Top of Data
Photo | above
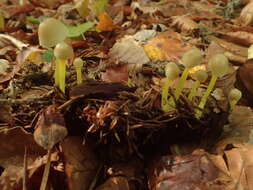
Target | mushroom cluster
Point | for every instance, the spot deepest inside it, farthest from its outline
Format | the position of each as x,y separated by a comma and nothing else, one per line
52,33
218,65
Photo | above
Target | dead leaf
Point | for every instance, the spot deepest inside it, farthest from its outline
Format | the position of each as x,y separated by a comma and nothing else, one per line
80,162
188,172
127,50
184,23
167,46
105,22
246,16
115,183
50,128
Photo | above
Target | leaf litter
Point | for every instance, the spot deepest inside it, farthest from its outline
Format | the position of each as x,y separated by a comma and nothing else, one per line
110,132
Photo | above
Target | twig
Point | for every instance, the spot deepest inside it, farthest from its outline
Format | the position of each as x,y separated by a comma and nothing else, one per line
46,171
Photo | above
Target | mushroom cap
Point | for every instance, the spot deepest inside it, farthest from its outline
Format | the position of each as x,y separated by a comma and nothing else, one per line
63,51
201,75
219,65
78,62
192,58
172,71
51,32
234,94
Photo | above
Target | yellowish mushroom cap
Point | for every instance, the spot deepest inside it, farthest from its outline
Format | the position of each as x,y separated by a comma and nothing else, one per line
172,71
63,51
234,95
78,62
192,58
201,75
51,32
219,65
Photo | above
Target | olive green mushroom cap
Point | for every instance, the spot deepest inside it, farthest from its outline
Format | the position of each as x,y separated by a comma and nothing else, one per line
234,95
192,58
201,75
219,65
63,51
172,71
51,32
78,62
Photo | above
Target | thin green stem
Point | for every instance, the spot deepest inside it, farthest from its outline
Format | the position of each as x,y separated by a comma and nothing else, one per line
56,73
46,171
194,90
181,83
205,96
232,104
79,75
165,92
61,73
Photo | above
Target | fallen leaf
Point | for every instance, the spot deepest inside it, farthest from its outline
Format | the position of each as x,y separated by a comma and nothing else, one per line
127,50
105,22
50,128
246,16
167,46
81,163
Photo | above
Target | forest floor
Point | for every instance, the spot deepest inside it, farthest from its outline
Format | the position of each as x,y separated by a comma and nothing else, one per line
110,130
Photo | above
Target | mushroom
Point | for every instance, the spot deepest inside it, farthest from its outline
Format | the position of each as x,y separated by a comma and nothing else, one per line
219,66
201,77
51,32
62,53
78,63
171,72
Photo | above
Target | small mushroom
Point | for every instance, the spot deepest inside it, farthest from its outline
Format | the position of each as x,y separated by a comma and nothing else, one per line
51,32
78,63
171,72
201,77
233,97
62,53
219,66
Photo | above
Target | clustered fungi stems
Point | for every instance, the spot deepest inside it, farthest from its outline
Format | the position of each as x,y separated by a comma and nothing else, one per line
78,63
61,74
46,172
194,90
165,90
171,72
205,96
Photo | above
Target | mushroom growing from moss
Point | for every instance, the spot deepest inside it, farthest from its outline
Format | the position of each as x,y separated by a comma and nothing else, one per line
62,53
190,59
171,72
78,63
51,32
219,66
201,77
233,97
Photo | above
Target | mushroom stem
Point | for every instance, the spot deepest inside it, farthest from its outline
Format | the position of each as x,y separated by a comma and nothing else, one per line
61,73
193,90
79,75
181,83
165,89
205,96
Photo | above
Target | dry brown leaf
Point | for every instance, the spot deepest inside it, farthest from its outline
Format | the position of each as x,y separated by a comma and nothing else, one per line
80,162
115,183
127,50
50,128
246,17
193,171
184,23
105,22
169,45
239,164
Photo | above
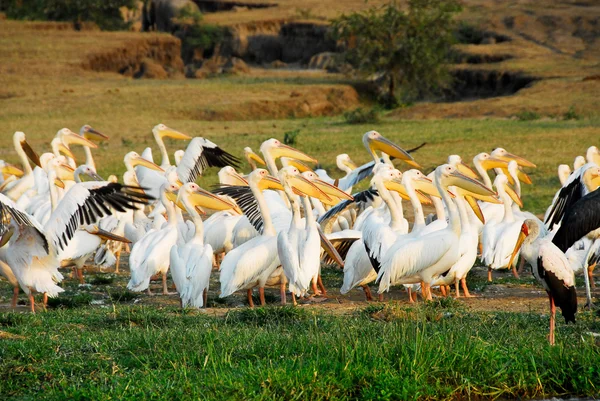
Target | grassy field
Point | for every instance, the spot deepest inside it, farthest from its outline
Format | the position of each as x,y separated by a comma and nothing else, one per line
102,342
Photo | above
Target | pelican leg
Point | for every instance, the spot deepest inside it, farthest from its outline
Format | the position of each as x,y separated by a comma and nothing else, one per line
32,302
15,297
463,282
321,286
165,290
249,295
552,319
367,291
282,293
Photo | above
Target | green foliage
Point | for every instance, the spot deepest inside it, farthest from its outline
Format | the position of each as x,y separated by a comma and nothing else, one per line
105,13
412,48
527,115
571,114
289,137
361,116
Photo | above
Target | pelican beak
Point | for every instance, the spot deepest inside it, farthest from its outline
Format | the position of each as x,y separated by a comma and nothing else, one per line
307,188
513,195
520,160
287,151
330,249
140,161
93,135
209,200
65,172
250,155
74,139
384,145
171,133
475,207
492,162
466,170
31,153
270,182
106,235
522,235
9,170
471,185
299,165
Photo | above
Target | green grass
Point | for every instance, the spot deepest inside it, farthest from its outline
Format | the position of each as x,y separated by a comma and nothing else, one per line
425,352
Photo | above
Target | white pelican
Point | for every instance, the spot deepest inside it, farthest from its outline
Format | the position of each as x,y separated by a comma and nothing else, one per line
32,252
191,263
426,257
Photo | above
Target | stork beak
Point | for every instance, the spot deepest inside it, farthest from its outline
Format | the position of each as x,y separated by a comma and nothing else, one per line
65,172
472,202
287,151
518,245
31,153
466,170
493,162
171,133
520,160
250,155
74,139
93,135
307,188
106,235
513,195
384,145
9,170
270,182
209,200
471,185
140,161
299,165
330,249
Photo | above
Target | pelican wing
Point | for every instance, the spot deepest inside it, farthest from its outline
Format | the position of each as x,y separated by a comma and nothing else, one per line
200,155
86,203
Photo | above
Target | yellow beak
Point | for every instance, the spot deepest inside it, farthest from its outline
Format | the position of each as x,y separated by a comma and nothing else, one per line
384,145
287,151
140,161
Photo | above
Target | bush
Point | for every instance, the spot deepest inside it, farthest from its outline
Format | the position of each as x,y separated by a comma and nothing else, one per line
361,116
105,13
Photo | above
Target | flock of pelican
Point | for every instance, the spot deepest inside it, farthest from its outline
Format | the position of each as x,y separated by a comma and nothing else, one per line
277,226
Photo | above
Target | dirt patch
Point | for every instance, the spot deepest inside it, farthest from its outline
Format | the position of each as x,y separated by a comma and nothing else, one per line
310,102
152,57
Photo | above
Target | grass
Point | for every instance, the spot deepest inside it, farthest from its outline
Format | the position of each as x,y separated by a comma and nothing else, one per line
275,353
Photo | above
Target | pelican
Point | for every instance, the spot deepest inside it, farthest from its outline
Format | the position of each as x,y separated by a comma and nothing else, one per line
426,257
33,250
191,263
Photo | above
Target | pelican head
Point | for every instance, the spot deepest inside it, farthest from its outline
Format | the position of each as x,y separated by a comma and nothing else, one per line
133,159
91,134
374,141
228,175
162,131
276,149
502,154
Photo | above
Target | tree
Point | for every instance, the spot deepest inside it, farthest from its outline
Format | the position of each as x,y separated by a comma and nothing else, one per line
410,47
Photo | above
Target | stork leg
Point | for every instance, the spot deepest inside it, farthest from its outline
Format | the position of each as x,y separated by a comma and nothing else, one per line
321,286
32,302
282,293
249,295
15,297
591,275
368,293
463,282
552,319
165,289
Bottom of Data
Problem description
Please give the number of lines in the material above that contain the string "leaf", and nothing else.

Task result
4